- PASSAGE
·····
I recently revived this blog, which is now running as a pod in my Kubernetes cluster. In order to deploy a new version, I had to (manualy) perform the following steps:

1. Build static website from the Jekyll source
2. Build container image using the static website
3. Push container image to my container registry
4. Update Kubernetes deployment manifest to use the new container image
5. Apply the new manifest to the running blog deployment

This quickly gets annoying and I started looking for a Continuous Integration (CI) system to automate this process. I am using Forgejo as my git server, which recently had its own CI system, Forgejo Actions, graduated to alpha status. Even though this is still alpha software, I decided to try it out for myself.

Setting up a Forgejo Actions runner

Forgejo Actions is forked from Gitea Actions which in turn is forked from act. Act is project to run GitHub Actions locally, which is the reason why Forgejo Actions are quite similar to Github Actions. In fact, there are quite a few references to GitHub still.

Forgejo Actions work roughly as follows:

1. You install a runner, which is a server that accepts workloads from Forgejo Actions.
2. You register this runner with Forgejo.
3. You define workflows on a git repository that execute steps.
4. These workflows are submitted to a runner.
5. Either a Docker container or an LXC container is spinned up to run the workflow to completion.
6. The result is communicated back to Forgejo.

All my workloads run on Kubernetes, and wanted the Forgejo runner to run on Kubernetes as well. Unfortunately, there is no Kubernetes-native way of running this runner, like for example GitLab does. However, there is an example deployment using a Docker-in-Docker setup. This does however require to run the image as a privileged container, and (spoiler) this setup seems to be very unreliable.

Using Forgejo Actions to build Nix derivations

Both the static website and container image for my blog are built using Nix (which I wrote about here). Therefore, it made sense to me to use the official Docker image. However, it seems Forgeo Actions has an undocumented dependency on /bin/sleep being present inside the container image. It seems sleep is being used to check whether the image is working correctly. Nix being very unconventional, does not have /bin/sleep by default in its Docker image. Therefore, I extended the offical Docker image using Nix below. The coreutils package contains the sleep binary which is linked inside the image using pathsToLink.
·····
- STATED EXERCISE 1
In the entries, take the part that opens with the line containing "Where can you see the misty" and closes with the line containing "column 259, row 160". Reproduce only that part with "Target" switched to "Object" throughout, leaving everything else unchanged.

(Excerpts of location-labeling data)
·····
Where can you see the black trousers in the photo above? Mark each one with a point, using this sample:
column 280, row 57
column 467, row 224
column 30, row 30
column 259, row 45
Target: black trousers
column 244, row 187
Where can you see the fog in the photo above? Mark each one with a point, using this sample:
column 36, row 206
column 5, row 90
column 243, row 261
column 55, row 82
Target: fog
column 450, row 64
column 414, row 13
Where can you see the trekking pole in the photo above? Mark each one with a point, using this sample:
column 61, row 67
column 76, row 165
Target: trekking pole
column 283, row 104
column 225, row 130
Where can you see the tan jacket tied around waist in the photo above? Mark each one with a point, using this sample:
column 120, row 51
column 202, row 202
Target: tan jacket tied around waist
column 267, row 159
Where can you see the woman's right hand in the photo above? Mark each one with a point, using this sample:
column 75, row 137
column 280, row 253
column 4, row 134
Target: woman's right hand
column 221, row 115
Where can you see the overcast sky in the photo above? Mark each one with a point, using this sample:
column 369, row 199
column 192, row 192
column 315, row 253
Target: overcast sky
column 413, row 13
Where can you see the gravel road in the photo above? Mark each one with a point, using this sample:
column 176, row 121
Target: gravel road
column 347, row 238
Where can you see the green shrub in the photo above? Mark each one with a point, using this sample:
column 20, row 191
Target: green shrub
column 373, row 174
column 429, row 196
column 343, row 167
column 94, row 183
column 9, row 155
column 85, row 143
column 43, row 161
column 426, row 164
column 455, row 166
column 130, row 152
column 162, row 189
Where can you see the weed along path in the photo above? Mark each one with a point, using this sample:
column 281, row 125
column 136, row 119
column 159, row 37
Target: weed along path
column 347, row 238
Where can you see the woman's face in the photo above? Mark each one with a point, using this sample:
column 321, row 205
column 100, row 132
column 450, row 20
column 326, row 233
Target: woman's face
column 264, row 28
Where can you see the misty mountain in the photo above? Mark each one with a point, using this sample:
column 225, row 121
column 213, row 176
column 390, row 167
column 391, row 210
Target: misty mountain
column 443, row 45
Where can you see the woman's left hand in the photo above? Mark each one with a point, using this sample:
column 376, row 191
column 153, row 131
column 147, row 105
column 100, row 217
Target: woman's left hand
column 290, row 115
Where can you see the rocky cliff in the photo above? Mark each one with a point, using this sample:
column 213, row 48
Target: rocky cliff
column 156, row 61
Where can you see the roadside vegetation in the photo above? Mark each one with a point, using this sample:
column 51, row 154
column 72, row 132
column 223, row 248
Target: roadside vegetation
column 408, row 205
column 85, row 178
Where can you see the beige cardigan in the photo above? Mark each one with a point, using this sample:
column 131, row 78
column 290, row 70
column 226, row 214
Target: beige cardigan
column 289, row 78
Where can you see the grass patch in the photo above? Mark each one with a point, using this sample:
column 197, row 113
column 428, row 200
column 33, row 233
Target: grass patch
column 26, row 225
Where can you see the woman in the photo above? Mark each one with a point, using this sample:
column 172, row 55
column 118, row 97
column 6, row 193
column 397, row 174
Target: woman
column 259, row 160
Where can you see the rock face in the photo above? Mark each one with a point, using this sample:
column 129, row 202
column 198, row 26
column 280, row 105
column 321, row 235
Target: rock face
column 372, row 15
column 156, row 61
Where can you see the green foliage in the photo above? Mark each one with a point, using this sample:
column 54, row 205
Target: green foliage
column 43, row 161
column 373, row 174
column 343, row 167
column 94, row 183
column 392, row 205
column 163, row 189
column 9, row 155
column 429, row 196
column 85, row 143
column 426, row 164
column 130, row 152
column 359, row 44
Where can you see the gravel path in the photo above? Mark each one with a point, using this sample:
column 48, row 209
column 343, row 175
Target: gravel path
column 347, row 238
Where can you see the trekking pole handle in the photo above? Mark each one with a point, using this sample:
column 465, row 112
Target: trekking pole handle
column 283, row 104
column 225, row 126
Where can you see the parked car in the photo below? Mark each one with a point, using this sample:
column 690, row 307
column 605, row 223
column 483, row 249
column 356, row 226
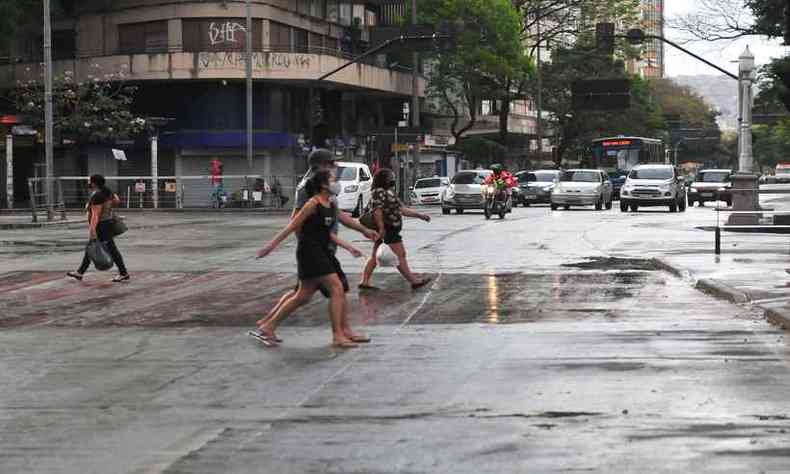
·····
- STATED EXERCISE 2
List the steps that the blog post says had to be performed manually to deploy a new version of the blog.

- REPLY 1
Where can you see the misty mountain in the photo above? Mark each one with a point, using this sample:
column 225, row 121
column 213, row 176
column 390, row 167
column 391, row 210
Object: misty mountain
column 443, row 45
Where can you see the woman's left hand in the photo above? Mark each one with a point, using this sample:
column 376, row 191
column 153, row 131
column 147, row 105
column 100, row 217
Object: woman's left hand
column 290, row 115
Where can you see the rocky cliff in the photo above? Mark each one with a point, using this sample:
column 213, row 48
Object: rocky cliff
column 156, row 61
Where can you see the roadside vegetation in the photo above? Mark each one with a point, using this sample:
column 51, row 154
column 72, row 132
column 223, row 248
Object: roadside vegetation
column 408, row 205
column 85, row 178
Where can you see the beige cardigan in the photo above? Mark each one with a point, using this sample:
column 131, row 78
column 290, row 70
column 226, row 214
Object: beige cardigan
column 289, row 78
Where can you see the grass patch in the photo above? Mark each one with a point, using this sample:
column 197, row 113
column 428, row 200
column 33, row 233
Object: grass patch
column 26, row 225
Where can you see the woman in the photo above? Mark each one with a point, using this sample:
column 172, row 55
column 118, row 97
column 6, row 193
column 397, row 174
Object: woman
column 259, row 160

- REPLY 2
1. Build static website from the Jekyll source
2. Build container image using the static website
3. Push container image to my container registry
4. Update Kubernetes deployment manifest to use the new container image
5. Apply the new manifest to the running blog deployment